#### DOCUMENT PASSAGE
Med One to One OCT / NOV / DEC TWENTY EIGHTEEN ISSUE 58

Email Etiquette & Electronic Communication

Written By: Randy Smith

Email Etiquette & Electronic Communication

We all agree that effective communication is important in business, family, and personal relationships yet we often let circumstances and conditions change the intent of our conversations. For the purposes of this article I will be focusing on email communications, but the same rules also apply to texting, posting on social media, etc.

I have some basic rules I try to (not always successfully) follow:

  • Know your audience
  • Always review your communication before sending it
  • Always make sure your message says what you intend it to say
  • Don’t read things into messages that aren’t there
  • Never reply immediately when emotional issues are involved
  • Sensitive emails should be thoroughly thought through before posting
  • Be sure you are not copying individuals you shouldn’t
  • Sometimes no response is the best response

Know Your Audience

Would you send the same message to your boss as you would to a spouse or a close friend? Would you send the same message to one coworker that you would send in a message addressed to all, or a group of company employees? With more intimate messages you can add humor or be more casual in your conversation different then if you were writing to the CEO or to all users.

Review Emails Before Sending

When an email message contains a lot of grammar problems and misspellings, it detracts from the message itself. People tend to focus on the errors instead of the message content. It also projects an image you may not want to leave. The “autocorrect” feature in messaging has really exposed the problems of not properly reviewing messages or being in too much of a hurry. “Dang autocorrect” is a comment I often hear and use myself.

Make Sure The Message Says What Is Intended

This not only applies to the wording, but to the way the words are used. Of all the rules, this is the one that gets us in the most trouble. We may have a totally innocent message, but because of the way we worded the message, used punctuation, capitalized letters, etc. we could leave a totally unintended message.

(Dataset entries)
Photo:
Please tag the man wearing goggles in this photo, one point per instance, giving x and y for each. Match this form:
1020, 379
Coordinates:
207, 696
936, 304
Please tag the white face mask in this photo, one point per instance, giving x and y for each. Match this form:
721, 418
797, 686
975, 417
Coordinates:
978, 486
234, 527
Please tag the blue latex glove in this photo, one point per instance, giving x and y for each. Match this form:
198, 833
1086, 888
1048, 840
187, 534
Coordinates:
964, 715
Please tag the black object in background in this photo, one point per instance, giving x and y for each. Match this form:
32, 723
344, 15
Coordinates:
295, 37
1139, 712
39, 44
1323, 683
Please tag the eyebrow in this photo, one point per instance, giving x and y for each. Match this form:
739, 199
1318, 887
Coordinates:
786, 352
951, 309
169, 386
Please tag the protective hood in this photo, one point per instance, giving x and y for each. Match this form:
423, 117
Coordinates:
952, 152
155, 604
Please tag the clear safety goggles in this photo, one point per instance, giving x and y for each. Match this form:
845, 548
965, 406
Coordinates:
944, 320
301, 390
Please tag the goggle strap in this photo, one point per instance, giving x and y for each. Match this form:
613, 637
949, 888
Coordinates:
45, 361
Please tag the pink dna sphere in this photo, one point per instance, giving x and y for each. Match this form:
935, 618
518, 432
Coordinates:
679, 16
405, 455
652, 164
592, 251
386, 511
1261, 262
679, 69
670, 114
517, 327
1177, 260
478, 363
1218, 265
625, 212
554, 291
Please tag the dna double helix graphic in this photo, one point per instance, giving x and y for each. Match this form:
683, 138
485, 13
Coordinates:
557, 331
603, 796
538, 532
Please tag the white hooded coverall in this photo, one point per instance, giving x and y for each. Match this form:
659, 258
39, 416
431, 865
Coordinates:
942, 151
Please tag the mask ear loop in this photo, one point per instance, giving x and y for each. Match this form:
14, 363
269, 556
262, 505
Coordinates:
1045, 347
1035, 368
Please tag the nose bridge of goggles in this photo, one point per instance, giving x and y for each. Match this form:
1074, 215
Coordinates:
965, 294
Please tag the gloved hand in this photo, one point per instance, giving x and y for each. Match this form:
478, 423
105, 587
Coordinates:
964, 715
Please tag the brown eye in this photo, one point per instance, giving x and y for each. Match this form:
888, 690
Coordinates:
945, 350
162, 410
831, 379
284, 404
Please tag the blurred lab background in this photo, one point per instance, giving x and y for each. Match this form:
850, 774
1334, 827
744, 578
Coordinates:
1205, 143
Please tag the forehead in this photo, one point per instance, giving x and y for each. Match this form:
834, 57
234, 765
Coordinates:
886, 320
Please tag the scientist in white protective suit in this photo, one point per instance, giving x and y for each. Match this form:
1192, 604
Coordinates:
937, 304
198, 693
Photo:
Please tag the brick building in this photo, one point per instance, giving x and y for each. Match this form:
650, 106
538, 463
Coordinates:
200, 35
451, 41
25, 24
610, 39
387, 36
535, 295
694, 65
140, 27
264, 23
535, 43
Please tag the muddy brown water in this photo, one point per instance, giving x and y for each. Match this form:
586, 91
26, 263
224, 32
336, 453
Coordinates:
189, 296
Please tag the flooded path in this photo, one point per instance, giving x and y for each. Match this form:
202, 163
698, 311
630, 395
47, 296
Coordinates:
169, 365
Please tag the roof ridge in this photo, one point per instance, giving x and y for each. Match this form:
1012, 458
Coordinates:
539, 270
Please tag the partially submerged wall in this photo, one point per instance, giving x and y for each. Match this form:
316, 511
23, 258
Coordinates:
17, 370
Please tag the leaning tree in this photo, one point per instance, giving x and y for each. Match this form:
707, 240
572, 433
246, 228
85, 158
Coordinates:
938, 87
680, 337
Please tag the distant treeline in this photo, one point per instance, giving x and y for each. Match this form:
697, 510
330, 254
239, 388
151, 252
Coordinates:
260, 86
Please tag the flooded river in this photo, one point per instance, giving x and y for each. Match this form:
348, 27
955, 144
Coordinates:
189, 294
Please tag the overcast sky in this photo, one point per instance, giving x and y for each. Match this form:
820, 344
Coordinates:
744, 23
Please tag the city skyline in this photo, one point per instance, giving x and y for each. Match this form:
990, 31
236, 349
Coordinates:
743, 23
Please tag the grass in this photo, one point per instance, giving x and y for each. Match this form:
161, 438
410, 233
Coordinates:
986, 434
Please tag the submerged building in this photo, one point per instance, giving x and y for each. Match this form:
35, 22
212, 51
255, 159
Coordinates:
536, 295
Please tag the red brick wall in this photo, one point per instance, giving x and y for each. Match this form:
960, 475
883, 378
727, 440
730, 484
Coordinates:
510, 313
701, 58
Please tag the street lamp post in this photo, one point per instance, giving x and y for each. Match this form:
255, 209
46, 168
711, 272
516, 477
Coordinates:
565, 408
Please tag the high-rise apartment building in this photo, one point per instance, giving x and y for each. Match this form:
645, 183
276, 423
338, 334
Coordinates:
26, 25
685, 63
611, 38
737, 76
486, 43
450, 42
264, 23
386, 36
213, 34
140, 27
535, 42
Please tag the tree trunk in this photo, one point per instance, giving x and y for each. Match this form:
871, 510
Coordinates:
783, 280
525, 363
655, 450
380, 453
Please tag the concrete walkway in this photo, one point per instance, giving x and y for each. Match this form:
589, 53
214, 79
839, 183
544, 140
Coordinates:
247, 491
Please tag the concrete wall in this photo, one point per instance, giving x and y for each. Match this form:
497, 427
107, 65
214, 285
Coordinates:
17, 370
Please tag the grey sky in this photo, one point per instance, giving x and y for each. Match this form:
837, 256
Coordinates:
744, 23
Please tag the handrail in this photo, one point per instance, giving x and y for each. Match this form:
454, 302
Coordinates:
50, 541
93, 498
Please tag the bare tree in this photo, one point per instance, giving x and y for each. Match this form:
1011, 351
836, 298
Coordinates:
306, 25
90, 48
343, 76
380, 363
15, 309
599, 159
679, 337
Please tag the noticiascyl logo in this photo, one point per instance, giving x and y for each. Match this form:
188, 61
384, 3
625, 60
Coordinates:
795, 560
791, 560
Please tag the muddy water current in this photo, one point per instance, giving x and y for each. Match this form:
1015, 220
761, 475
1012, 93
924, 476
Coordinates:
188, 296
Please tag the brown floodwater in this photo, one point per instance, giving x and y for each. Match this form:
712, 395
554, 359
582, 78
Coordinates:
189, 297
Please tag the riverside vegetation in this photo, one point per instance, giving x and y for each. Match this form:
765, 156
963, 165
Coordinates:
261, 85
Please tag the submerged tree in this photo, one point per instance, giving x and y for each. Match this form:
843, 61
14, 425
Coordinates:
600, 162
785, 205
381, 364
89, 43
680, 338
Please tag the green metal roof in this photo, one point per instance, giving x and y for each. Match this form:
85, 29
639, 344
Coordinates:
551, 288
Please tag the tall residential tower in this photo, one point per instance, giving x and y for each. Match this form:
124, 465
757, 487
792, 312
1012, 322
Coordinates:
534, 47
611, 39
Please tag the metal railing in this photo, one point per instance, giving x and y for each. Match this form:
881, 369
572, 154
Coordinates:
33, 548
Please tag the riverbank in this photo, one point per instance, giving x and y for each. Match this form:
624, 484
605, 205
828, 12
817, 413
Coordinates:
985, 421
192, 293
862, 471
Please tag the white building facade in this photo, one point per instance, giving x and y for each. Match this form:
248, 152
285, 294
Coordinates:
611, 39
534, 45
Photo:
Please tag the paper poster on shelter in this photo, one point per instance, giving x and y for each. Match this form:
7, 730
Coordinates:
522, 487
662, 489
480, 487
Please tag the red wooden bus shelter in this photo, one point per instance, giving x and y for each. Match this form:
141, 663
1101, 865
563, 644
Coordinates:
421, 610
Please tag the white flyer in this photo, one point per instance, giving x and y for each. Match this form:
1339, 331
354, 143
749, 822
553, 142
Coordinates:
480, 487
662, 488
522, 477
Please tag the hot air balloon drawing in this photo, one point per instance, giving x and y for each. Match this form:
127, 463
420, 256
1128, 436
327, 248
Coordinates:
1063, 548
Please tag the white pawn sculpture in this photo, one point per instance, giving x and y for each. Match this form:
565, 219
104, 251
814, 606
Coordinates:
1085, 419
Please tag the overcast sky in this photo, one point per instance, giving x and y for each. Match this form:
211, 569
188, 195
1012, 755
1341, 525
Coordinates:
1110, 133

#### DIRECTIONS
Reproduce the part of the email etiquette article that opens with the words containing "Review Emails Before" and closes with "totally unintended message.".

#### ANSWER BELOW
Review Emails Before Sending

When an email message contains a lot of grammar problems and misspellings, it detracts from the message itself. People tend to focus on the errors instead of the message content. It also projects an image you may not want to leave. The “autocorrect” feature in messaging has really exposed the problems of not properly reviewing messages or being in too much of a hurry. “Dang autocorrect” is a comment I often hear and use myself.

Make Sure The Message Says What Is Intended

This not only applies to the wording, but to the way the words are used. Of all the rules, this is the one that gets us in the most trouble. We may have a totally innocent message, but because of the way we worded the message, used punctuation, capitalized letters, etc. we could leave a totally unintended message.